§ ACTION ITEM: Starting at the first line of the data, print every line up to and including the one with "box: [47, 10, 156, 91]", but no pictures.

- Opening Delimiter -

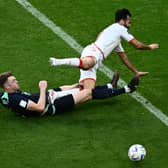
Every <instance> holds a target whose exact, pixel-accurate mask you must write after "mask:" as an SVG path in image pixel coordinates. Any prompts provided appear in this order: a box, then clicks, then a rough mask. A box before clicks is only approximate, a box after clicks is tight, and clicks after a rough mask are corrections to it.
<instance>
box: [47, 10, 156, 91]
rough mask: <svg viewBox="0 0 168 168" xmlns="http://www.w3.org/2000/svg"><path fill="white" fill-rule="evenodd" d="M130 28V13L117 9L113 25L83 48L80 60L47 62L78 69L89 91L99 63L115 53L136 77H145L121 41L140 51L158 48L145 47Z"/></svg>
mask: <svg viewBox="0 0 168 168" xmlns="http://www.w3.org/2000/svg"><path fill="white" fill-rule="evenodd" d="M130 26H131V13H130V12H129V10H128V9H125V8H124V9H119V10H117V11H116V13H115V23H113V24H112V25H110V26H108V27H107V28H105V29H104V30H103V31H102V32H101V33H100V34H99V35H98V37H97V39H96V41H95V42H94V43H92V44H90V45H88V46H86V47H85V48H84V50H83V51H82V54H81V58H65V59H56V58H53V57H51V58H50V59H49V62H50V64H51V65H52V66H58V65H70V66H75V67H79V68H80V79H79V82H82V83H83V85H84V88H87V89H91V88H94V87H95V82H96V70H97V68H98V67H99V66H100V64H101V62H102V61H103V60H104V59H106V58H107V57H108V55H110V53H111V52H112V51H115V52H116V53H117V54H118V56H119V57H120V58H121V60H122V62H123V63H124V64H125V65H126V66H127V67H128V68H129V69H130V70H131V71H132V72H133V73H134V74H135V75H136V76H138V77H140V76H144V75H147V74H148V72H141V71H138V70H137V68H136V67H135V66H134V65H133V64H132V63H131V62H130V61H129V59H128V57H127V55H126V54H125V52H124V49H123V47H122V45H121V40H122V39H124V40H126V41H127V42H128V43H129V44H131V45H132V46H134V47H135V48H136V49H140V50H153V49H157V48H159V45H158V44H149V45H146V44H144V43H142V42H140V41H138V40H137V39H136V38H135V37H134V36H133V35H131V34H130V33H129V32H128V29H129V28H130Z"/></svg>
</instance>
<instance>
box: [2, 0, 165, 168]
mask: <svg viewBox="0 0 168 168" xmlns="http://www.w3.org/2000/svg"><path fill="white" fill-rule="evenodd" d="M30 2H31V3H32V4H33V5H34V6H35V7H36V8H37V9H39V10H40V11H41V12H43V13H45V14H46V15H47V17H49V18H50V19H51V20H53V21H54V22H55V23H56V24H57V25H59V26H60V27H62V28H63V30H65V31H66V32H67V33H69V34H70V35H72V36H73V37H74V38H75V39H76V40H77V41H78V42H79V44H81V45H82V46H85V45H87V44H89V43H90V42H92V41H94V40H95V37H96V35H97V34H98V33H99V32H100V31H101V30H102V29H103V28H104V27H106V26H107V25H109V24H110V23H111V22H112V21H113V16H114V12H115V10H116V9H118V8H121V7H127V8H129V9H130V10H131V11H132V14H133V25H132V28H131V32H132V33H133V34H134V35H135V37H137V38H138V39H140V40H142V41H144V42H146V43H151V42H158V43H159V44H160V49H159V50H156V51H136V50H134V49H133V48H132V47H130V46H129V45H128V44H126V43H124V48H125V50H126V52H127V53H128V56H129V58H130V60H131V61H132V62H134V64H135V65H136V66H137V67H138V69H139V70H142V71H149V72H150V75H149V76H148V77H144V78H142V80H141V85H140V87H139V89H138V91H139V92H140V93H141V94H142V95H143V96H145V97H146V98H147V99H148V100H150V101H151V102H152V103H153V104H154V105H156V106H157V107H158V108H160V109H161V110H162V111H163V112H164V113H165V114H166V115H168V106H167V100H166V98H167V88H166V87H167V83H168V79H167V76H168V71H167V62H168V61H167V57H166V55H167V52H168V49H167V46H166V45H167V36H168V33H167V25H168V21H167V17H168V12H167V5H168V2H167V1H166V0H161V1H156V0H154V1H152V2H150V1H146V0H137V1H136V2H135V1H133V0H129V1H123V0H118V1H116V0H113V1H110V0H104V1H101V0H94V1H77V0H74V1H72V0H66V1H65V0H62V1H60V0H57V1H54V0H46V1H43V2H42V1H41V0H31V1H30ZM0 14H1V21H0V33H1V35H0V55H1V56H0V62H1V66H0V72H3V71H6V70H11V71H12V72H14V74H15V75H16V77H17V78H18V79H19V81H20V85H21V87H22V88H23V90H27V91H32V92H37V91H38V81H39V80H41V79H46V80H48V85H49V86H48V87H49V88H51V87H54V86H56V85H57V86H59V85H63V84H71V83H74V82H76V81H77V80H78V78H79V70H78V69H75V68H71V67H57V68H51V67H50V66H49V65H48V58H49V57H50V56H52V55H56V56H57V57H72V56H77V57H79V54H78V53H76V52H75V51H74V50H73V49H71V48H70V47H69V46H68V45H67V44H66V43H65V42H64V41H62V40H61V39H60V38H59V37H57V36H56V35H55V34H53V33H52V32H51V31H50V30H49V29H48V28H46V27H45V26H44V25H43V24H41V23H40V22H39V21H38V20H37V19H36V18H34V17H33V16H32V15H31V14H29V13H28V12H27V11H26V10H25V9H23V8H22V7H21V6H20V5H19V4H17V3H16V2H15V1H11V0H6V1H0ZM105 64H106V65H107V66H108V67H109V68H111V69H113V70H115V69H119V70H120V73H121V77H122V78H123V79H124V80H126V81H129V79H130V78H131V77H132V74H131V72H129V71H128V70H127V69H126V67H125V66H123V65H122V64H121V62H120V60H119V59H118V58H117V56H116V55H115V54H113V55H111V56H110V57H109V58H108V59H107V60H106V61H105ZM108 81H109V79H108V78H107V77H106V76H104V75H103V74H102V73H101V72H98V84H104V83H106V82H108ZM0 135H1V136H0V165H1V167H3V168H9V167H11V166H12V167H13V168H23V167H24V168H30V167H31V168H36V167H41V168H43V167H44V168H46V167H48V168H50V167H58V168H77V167H81V168H102V167H104V168H111V167H113V168H123V167H124V168H153V167H156V168H166V167H167V158H168V154H167V153H168V144H167V139H168V133H167V127H166V126H165V125H164V124H163V123H161V122H160V121H159V120H158V119H157V118H155V117H154V116H153V115H152V114H151V113H149V111H147V110H146V109H144V108H143V107H142V105H140V104H139V103H137V102H136V101H135V100H134V99H132V98H131V97H130V96H129V95H122V96H120V97H116V98H113V99H108V100H103V101H90V102H87V103H85V104H82V105H80V106H77V107H76V108H75V109H74V110H73V111H71V112H69V113H64V114H61V115H58V116H55V117H44V118H31V119H25V118H19V117H16V116H15V115H14V114H13V113H12V112H9V111H8V110H7V109H4V108H3V107H0ZM134 143H140V144H143V145H144V146H145V147H146V149H147V157H146V159H145V160H144V161H142V162H139V163H135V162H131V161H129V159H128V157H127V150H128V147H129V146H130V145H132V144H134Z"/></svg>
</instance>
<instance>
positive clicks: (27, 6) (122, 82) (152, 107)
mask: <svg viewBox="0 0 168 168" xmlns="http://www.w3.org/2000/svg"><path fill="white" fill-rule="evenodd" d="M16 1H17V2H18V3H19V4H20V5H22V6H23V7H24V8H25V9H26V10H27V11H28V12H30V13H31V14H32V15H33V16H35V17H36V18H37V19H38V20H40V22H42V23H43V24H44V25H45V26H46V27H48V28H49V29H50V30H52V31H53V32H54V33H55V34H56V35H57V36H59V37H60V38H61V39H63V40H64V41H65V42H66V43H67V44H68V45H69V46H70V47H71V48H73V49H74V50H76V51H77V52H78V53H81V51H82V49H83V47H82V46H81V45H80V44H78V43H77V41H76V40H75V39H74V38H73V37H72V36H70V35H68V34H67V33H66V32H64V31H63V29H62V28H61V27H59V26H57V25H56V24H55V23H54V22H52V21H51V20H50V19H49V18H47V17H46V16H45V15H44V14H43V13H41V12H40V11H39V10H37V9H36V8H35V7H33V6H32V4H31V3H29V2H28V1H27V0H16ZM100 71H101V72H103V73H104V74H105V75H106V76H107V77H109V78H110V79H111V77H112V75H113V71H111V70H110V69H109V68H108V67H106V66H105V65H103V64H102V66H101V68H100ZM119 85H120V86H123V85H126V82H125V81H124V80H122V79H120V80H119ZM130 96H131V97H133V98H134V99H135V100H137V101H138V102H139V103H141V104H142V105H143V106H144V107H145V108H146V109H147V110H148V111H150V112H151V113H152V114H153V115H155V116H156V117H157V118H158V119H159V120H161V121H162V122H163V123H164V124H165V125H166V126H168V117H167V116H166V115H165V114H164V113H163V112H162V111H161V110H160V109H158V108H157V107H156V106H154V105H153V104H152V103H151V102H150V101H149V100H147V99H146V98H145V97H143V96H142V95H141V94H140V93H138V92H134V93H133V94H130Z"/></svg>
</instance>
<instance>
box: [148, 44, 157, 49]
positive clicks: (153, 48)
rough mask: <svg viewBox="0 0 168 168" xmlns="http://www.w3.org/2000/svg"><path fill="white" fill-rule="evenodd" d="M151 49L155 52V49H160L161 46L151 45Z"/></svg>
mask: <svg viewBox="0 0 168 168" xmlns="http://www.w3.org/2000/svg"><path fill="white" fill-rule="evenodd" d="M149 47H150V49H151V50H154V49H157V48H159V44H150V45H149Z"/></svg>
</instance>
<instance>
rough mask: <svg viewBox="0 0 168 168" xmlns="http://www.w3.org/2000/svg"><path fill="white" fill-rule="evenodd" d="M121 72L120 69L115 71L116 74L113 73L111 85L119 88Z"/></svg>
mask: <svg viewBox="0 0 168 168" xmlns="http://www.w3.org/2000/svg"><path fill="white" fill-rule="evenodd" d="M119 76H120V75H119V72H118V71H115V72H114V75H113V79H112V81H111V85H112V86H113V88H117V82H118V80H119Z"/></svg>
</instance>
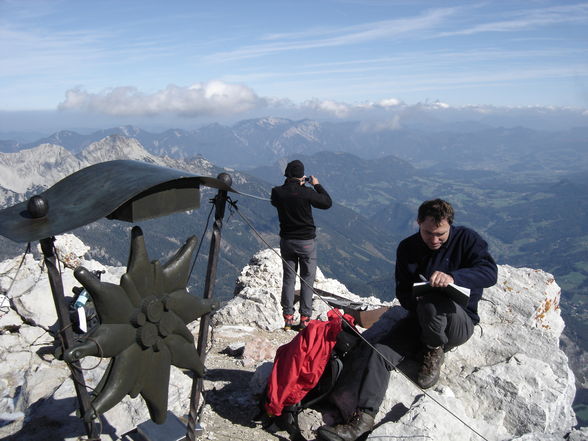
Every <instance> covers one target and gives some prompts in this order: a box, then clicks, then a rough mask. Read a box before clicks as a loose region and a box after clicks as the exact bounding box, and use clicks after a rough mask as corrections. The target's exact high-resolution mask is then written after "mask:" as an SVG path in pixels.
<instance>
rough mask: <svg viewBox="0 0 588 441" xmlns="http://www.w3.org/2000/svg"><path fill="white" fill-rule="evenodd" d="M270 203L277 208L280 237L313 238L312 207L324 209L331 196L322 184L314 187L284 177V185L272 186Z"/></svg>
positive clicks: (301, 239) (326, 205) (291, 238)
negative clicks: (272, 186)
mask: <svg viewBox="0 0 588 441" xmlns="http://www.w3.org/2000/svg"><path fill="white" fill-rule="evenodd" d="M271 201H272V205H273V206H274V207H276V208H277V209H278V217H279V219H280V237H282V238H283V239H300V240H307V239H314V238H315V237H316V227H315V225H314V219H313V217H312V207H315V208H320V209H323V210H326V209H327V208H330V207H331V205H332V201H331V197H330V196H329V194H328V193H327V191H326V190H325V189H324V188H323V186H322V185H320V184H317V185H315V186H314V189H312V188H311V187H307V186H304V185H300V181H298V180H297V179H296V180H290V179H286V180H285V181H284V185H282V186H280V187H274V188H272V198H271Z"/></svg>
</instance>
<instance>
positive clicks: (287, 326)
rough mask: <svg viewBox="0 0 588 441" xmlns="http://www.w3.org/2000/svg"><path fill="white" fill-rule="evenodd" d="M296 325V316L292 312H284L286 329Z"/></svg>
mask: <svg viewBox="0 0 588 441" xmlns="http://www.w3.org/2000/svg"><path fill="white" fill-rule="evenodd" d="M293 327H294V316H293V315H292V314H284V331H289V330H290V329H292V328H293Z"/></svg>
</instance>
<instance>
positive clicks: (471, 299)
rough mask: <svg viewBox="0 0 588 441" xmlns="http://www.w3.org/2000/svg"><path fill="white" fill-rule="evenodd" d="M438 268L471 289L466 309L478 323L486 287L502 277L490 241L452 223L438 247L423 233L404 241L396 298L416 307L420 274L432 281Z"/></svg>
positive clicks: (444, 272)
mask: <svg viewBox="0 0 588 441" xmlns="http://www.w3.org/2000/svg"><path fill="white" fill-rule="evenodd" d="M435 271H442V272H444V273H446V274H449V275H451V277H453V280H454V283H455V284H456V285H459V286H464V287H466V288H470V290H471V291H470V300H469V302H468V305H467V307H466V312H467V313H468V315H469V316H470V317H471V318H472V320H473V322H474V324H477V323H478V322H479V321H480V317H479V316H478V302H479V301H480V299H481V298H482V291H483V288H489V287H490V286H492V285H494V284H495V283H496V280H497V278H498V268H497V267H496V263H495V262H494V259H493V258H492V256H491V255H490V253H489V252H488V244H487V243H486V241H485V240H484V239H482V238H481V237H480V235H479V234H478V233H476V232H475V231H474V230H471V229H469V228H466V227H454V226H451V228H450V231H449V239H448V240H447V241H446V242H445V243H444V244H443V245H442V246H441V248H439V249H438V250H431V249H429V247H427V245H426V244H425V243H424V242H423V239H422V238H421V235H420V233H416V234H413V235H412V236H409V237H407V238H406V239H404V240H403V241H402V242H400V244H399V245H398V249H397V251H396V298H397V299H398V300H399V301H400V304H401V305H402V306H403V307H404V308H406V309H408V310H409V311H415V310H416V299H415V298H414V295H413V294H412V285H413V283H415V282H421V281H422V280H421V279H420V276H419V274H422V275H423V276H424V277H425V278H426V279H427V280H428V279H429V278H430V277H431V274H433V273H434V272H435Z"/></svg>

- Closing Delimiter -

§ THE ANSWER:
Every <instance> holds a target whose exact, pixel-accurate mask you must write after "mask:" as an SVG path in image pixel coordinates. Any prompts provided appear in this order: a box, then clicks, then a rough mask. A box before clicks is only approximate, a box after clicks is tight, and clicks after a rough mask are corrections to it.
<instance>
box: [47, 10, 156, 91]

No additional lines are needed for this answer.